By using mice with a TGFα-targeted null mutation (Luetteke et al., 1993; Mann et al., 1993), we were able to test directly the role of endogenous TGFα in regulating the in vivo proliferation of the constitutively proliferating progenitor cells in the adult subependyma and the in vitro clonal proliferation of neural stem cells. The same experimental approach also enabled us to test whether the proliferation of subependymal neural stem and progenitor cells decreases with age.
MATERIALS AND METHODS
Animals. Male TGFα(−/−) mice generated on the B6,129/F2 genetic background (STOCK-Tgfa<Tmlr>) and STOCK controls were obtained from Jackson Laboratory (Bar Harbor, ME). Male senescent (23–25 months old) mice and young adult controls (2–4 months old) maintained on the SW/COBS genetic background were obtained from the National Institute of Aging.
Bromodeoxyuridine (BrdU) labeling and detection. Mice were injected with BrdU (Sigma, St. Louis, MO) (120 mg/kg, i.p., dissolved in 0.007N NaOH in 0.9% NaCl) every 2 hr for 10 hr and killed 0.5 hr after the last injection. Animals were killed and brains were processed for immunohistochemistry as described below. Rat monoclonal anti-BrdU (1:100; Seralab, London, UK) (primary antibody) and biotinylated-donkey anti-rat (1:200; Jackson ImmunoResearch, West Grove, PA) (secondary antibody) with streptavidin–Texas Red or streptavidin–CY3 (1:100; Sigma) were used for BrdU detection.

### WHAT TO DO
a) Translate this sentence from the TGFα passage into Spanish: "The same experimental approach also enabled us to test whether the proliferation of subependymal neural stem and progenitor cells decreases with age."
b) Rewrite the TGFα passage from "MATERIALS AND METHODS" to "Institute of Aging.", switching "Jackson Laboratory" to "Jackson Lab".
The records have no connection to the TGFα passage.

### MATERIAL PROVIDED
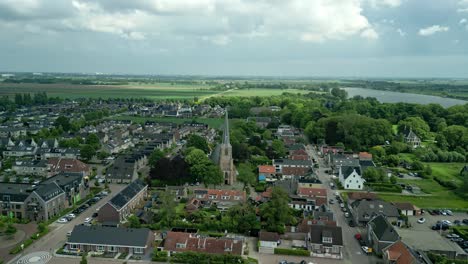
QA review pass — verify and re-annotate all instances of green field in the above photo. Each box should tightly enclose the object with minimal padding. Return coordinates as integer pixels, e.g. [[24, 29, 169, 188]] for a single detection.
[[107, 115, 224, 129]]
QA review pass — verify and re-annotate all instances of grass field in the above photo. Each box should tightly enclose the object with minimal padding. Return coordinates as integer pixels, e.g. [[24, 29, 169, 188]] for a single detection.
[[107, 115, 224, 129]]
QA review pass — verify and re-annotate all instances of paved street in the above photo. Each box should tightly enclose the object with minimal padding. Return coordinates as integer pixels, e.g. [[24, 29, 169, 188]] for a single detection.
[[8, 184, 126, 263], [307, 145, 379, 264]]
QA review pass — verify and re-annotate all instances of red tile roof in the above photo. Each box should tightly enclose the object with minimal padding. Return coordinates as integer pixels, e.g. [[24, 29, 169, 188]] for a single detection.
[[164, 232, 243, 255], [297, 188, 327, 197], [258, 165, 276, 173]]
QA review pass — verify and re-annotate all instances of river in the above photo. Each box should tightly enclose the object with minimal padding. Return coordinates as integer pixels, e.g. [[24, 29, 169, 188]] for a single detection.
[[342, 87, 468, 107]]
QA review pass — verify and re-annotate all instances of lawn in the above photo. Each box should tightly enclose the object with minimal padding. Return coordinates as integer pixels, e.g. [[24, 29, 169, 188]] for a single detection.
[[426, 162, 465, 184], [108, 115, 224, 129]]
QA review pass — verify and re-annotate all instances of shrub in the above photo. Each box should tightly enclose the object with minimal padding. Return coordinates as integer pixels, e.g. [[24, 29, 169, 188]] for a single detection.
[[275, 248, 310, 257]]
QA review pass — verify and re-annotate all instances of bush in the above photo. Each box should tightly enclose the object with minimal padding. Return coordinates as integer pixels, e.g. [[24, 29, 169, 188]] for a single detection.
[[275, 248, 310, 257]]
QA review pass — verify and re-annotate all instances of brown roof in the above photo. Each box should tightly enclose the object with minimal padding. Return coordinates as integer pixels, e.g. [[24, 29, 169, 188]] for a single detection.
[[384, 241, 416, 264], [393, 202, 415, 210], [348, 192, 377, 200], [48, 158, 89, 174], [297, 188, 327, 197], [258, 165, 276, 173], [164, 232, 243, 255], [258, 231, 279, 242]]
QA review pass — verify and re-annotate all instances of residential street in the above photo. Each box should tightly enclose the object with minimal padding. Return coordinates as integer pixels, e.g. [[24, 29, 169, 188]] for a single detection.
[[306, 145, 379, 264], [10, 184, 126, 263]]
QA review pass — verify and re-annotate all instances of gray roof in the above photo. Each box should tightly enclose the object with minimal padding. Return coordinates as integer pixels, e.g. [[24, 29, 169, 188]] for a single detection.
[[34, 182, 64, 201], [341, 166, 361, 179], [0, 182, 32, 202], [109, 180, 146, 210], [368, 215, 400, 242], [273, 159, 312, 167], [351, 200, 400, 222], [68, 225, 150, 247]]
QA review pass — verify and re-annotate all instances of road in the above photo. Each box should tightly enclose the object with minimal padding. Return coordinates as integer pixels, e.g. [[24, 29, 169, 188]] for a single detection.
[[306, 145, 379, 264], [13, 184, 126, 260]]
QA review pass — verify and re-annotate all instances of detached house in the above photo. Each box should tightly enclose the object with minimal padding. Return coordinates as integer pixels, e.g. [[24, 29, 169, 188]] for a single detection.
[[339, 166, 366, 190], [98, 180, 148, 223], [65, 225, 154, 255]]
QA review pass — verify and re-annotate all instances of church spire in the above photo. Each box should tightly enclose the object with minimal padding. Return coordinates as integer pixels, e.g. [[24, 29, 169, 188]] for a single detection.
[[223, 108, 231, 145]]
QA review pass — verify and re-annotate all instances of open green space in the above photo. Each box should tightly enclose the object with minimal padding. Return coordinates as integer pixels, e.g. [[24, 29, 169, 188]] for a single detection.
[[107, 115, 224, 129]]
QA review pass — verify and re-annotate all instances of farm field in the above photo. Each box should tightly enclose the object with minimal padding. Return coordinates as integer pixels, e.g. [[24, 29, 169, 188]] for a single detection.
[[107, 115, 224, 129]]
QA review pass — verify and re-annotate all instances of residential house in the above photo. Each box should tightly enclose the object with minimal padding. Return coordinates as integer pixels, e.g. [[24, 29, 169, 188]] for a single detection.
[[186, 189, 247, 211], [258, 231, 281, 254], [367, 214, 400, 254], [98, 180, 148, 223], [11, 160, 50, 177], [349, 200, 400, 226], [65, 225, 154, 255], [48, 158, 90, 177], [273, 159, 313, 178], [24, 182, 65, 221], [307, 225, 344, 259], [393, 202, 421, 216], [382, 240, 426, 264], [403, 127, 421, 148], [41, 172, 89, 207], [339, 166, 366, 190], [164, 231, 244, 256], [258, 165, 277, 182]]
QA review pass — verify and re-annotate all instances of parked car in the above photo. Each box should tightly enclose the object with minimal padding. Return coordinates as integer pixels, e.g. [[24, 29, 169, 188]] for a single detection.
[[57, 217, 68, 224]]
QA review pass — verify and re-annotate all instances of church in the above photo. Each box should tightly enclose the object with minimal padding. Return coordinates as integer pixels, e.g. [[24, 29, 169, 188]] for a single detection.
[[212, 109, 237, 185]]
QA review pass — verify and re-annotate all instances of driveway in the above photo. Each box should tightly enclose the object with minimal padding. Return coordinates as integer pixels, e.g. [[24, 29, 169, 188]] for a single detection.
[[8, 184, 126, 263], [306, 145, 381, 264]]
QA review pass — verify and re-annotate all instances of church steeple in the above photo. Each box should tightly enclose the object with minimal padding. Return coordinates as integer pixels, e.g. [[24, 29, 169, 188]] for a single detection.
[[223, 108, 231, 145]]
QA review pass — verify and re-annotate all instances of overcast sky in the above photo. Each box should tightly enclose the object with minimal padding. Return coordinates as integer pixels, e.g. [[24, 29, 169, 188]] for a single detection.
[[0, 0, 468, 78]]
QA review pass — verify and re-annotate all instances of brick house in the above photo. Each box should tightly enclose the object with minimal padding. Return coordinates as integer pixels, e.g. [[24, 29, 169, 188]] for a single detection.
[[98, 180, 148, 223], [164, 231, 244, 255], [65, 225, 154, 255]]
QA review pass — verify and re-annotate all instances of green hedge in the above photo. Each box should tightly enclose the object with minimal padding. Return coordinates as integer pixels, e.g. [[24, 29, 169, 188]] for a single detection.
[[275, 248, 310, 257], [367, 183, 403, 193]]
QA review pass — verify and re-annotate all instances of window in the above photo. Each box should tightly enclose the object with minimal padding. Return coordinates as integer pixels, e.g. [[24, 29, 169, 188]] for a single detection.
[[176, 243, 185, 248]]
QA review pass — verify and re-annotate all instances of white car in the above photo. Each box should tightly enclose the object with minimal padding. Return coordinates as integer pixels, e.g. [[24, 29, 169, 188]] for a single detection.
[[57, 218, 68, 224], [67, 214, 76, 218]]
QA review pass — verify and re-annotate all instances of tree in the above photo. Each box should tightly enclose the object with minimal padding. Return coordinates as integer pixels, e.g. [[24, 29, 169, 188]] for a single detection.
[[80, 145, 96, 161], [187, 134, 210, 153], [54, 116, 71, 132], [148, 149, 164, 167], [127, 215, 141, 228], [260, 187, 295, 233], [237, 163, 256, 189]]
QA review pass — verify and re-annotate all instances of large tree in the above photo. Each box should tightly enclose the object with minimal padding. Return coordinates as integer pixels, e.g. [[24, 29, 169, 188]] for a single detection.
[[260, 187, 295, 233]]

### RESULTS
a) El mismo enfoque experimental también nos permitió comprobar si la proliferación de las células madre neurales y progenitoras subependimarias disminuye con la edad.

b)
MATERIALS AND METHODS
Animals. Male TGFα(−/−) mice generated on the B6,129/F2 genetic background (STOCK-Tgfa<Tmlr>) and STOCK controls were obtained from Jackson Lab (Bar Harbor, ME). Male senescent (23–25 months old) mice and young adult controls (2–4 months old) maintained on the SW/COBS genetic background were obtained from the National Institute of Aging.